## Extracted records
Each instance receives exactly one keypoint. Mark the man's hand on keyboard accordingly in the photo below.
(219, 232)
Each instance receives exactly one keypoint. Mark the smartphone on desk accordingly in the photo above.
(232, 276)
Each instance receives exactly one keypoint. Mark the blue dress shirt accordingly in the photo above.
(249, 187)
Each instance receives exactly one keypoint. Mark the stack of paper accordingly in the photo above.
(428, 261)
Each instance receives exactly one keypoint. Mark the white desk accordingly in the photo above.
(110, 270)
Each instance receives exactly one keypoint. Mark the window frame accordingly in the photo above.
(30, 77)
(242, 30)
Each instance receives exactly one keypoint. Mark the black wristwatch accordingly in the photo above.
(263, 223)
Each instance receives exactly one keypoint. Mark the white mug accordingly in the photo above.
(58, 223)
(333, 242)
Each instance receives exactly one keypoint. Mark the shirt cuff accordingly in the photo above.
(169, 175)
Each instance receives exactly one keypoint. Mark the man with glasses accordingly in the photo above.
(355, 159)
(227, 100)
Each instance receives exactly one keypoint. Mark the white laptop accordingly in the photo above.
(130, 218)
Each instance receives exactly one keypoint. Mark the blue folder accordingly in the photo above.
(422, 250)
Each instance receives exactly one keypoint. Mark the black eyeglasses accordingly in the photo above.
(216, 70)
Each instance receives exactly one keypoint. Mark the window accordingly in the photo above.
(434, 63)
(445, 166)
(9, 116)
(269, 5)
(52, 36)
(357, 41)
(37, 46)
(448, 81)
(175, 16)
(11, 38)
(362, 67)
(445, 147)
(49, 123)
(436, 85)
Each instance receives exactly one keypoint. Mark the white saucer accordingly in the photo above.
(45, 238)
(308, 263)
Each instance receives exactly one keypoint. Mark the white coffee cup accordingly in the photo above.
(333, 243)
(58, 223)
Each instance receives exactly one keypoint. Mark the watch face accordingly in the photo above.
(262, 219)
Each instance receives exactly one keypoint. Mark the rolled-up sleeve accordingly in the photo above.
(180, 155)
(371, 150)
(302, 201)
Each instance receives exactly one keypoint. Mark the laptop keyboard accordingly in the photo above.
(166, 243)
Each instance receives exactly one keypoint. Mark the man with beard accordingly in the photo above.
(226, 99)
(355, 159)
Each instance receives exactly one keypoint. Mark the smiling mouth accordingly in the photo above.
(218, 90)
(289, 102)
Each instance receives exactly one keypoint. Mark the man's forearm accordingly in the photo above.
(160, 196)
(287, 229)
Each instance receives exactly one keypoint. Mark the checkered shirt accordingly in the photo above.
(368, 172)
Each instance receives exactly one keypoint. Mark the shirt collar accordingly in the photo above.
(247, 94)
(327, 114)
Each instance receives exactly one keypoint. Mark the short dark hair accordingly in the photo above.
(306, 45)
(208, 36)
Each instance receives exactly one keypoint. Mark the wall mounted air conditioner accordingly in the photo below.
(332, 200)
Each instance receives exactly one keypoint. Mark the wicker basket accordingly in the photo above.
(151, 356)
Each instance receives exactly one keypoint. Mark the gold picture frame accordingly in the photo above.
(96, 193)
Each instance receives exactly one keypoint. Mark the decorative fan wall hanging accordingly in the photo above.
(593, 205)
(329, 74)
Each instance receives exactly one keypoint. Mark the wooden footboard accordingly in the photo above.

## Exercise description
Reproduce all of the records above verbatim, keeping every line in its original order.

## Task answer
Each instance receives exactly one keypoint. Mark the man's hand on keyboard accordingly in the photo below.
(219, 232)
Each instance receives exactly one keypoint. Mark the smartphone on desk accordingly in the photo above.
(232, 276)
Each instance receives exactly one keypoint. Mark the blue dress shirt accordingly in the photo above.
(249, 187)
Each instance receives exactly one keypoint. Mark the stack of paper accordingly in the photo above.
(428, 261)
Each instance receives exactly one keypoint. Mark the white desk accordingly in the photo above.
(110, 270)
Each instance receives exactly one keypoint. Mark the window frame accordingly in the photo above.
(30, 77)
(242, 30)
Each instance receives exactly one keypoint. Mark the black wristwatch accordingly in the photo above.
(263, 223)
Each instance receives exactly one keypoint. Mark the white mug accordingly in the photo above.
(58, 223)
(333, 242)
Each instance receives exactly one keypoint. Mark the shirt cuff accordingly in the photo above.
(169, 175)
Each instance receives exactly one keypoint. Mark the man with glasses accordingly in the photo above.
(355, 159)
(227, 100)
Each instance receives exactly one keypoint. Mark the white laptop accordingly in the photo above.
(130, 218)
Each instance receives exactly one keypoint. Mark the blue folder accordingly in the photo above.
(422, 250)
Each instance receives exactly one keypoint. Mark the black eyeglasses accordingly in the photo above.
(216, 70)
Each instance receives exactly one keypoint. Mark the window accordingly in the photo above.
(434, 63)
(445, 166)
(9, 116)
(269, 5)
(52, 36)
(357, 41)
(37, 46)
(448, 81)
(175, 16)
(11, 38)
(362, 67)
(445, 147)
(49, 123)
(436, 85)
Each instance receives exactly one keypoint. Mark the white saucer accordingly in the photo above.
(45, 238)
(308, 263)
Each instance receives exactly one keypoint. Mark the white coffee cup accordingly in the photo above.
(333, 243)
(58, 223)
Each instance receives exactly one keypoint. Mark the watch face accordingly in the photo above.
(262, 219)
Each instance receives exactly one keypoint. Mark the rolled-up sleeve accordingly in the photo above.
(180, 155)
(371, 150)
(302, 201)
Each instance receives exactly one keypoint. Mark the laptop keyboard accordingly in the photo above.
(166, 243)
Each instance receives exactly one keypoint. Mark the man with beard accordingly in the photo above.
(226, 99)
(355, 159)
Each instance receives exactly one keypoint. Mark the smiling mouth accordingly in the photo above.
(218, 90)
(289, 102)
Each instance receives exactly one keypoint. Mark the man's forearm accordingly in the photo above.
(160, 196)
(287, 229)
Each instance receives exactly one keypoint. Mark the checkered shirt accordingly in the photo above.
(368, 172)
Each instance receives exactly one keypoint. Mark the shirt collar accordingly in the photo above.
(247, 94)
(327, 114)
Each instance receives exactly one keypoint. Mark the short dark hair accordingly in the photo above.
(306, 45)
(208, 36)
Each instance receives exactly one keypoint. Mark the wall mounted air conditioner accordingly in the photo below.
(332, 200)
Each instance receives exactly one keypoint. Mark the wicker basket accordingly in the photo above.
(151, 356)
Each instance receives exactly one keypoint. Mark the gold picture frame accordingly in the photo above.
(96, 193)
Each instance receives exactly one keypoint. Mark the decorative fan wall hanging accordingly in the photo above.
(593, 205)
(329, 74)
Each instance receives exactly one keypoint. Mark the wooden footboard accordingly in the photo above.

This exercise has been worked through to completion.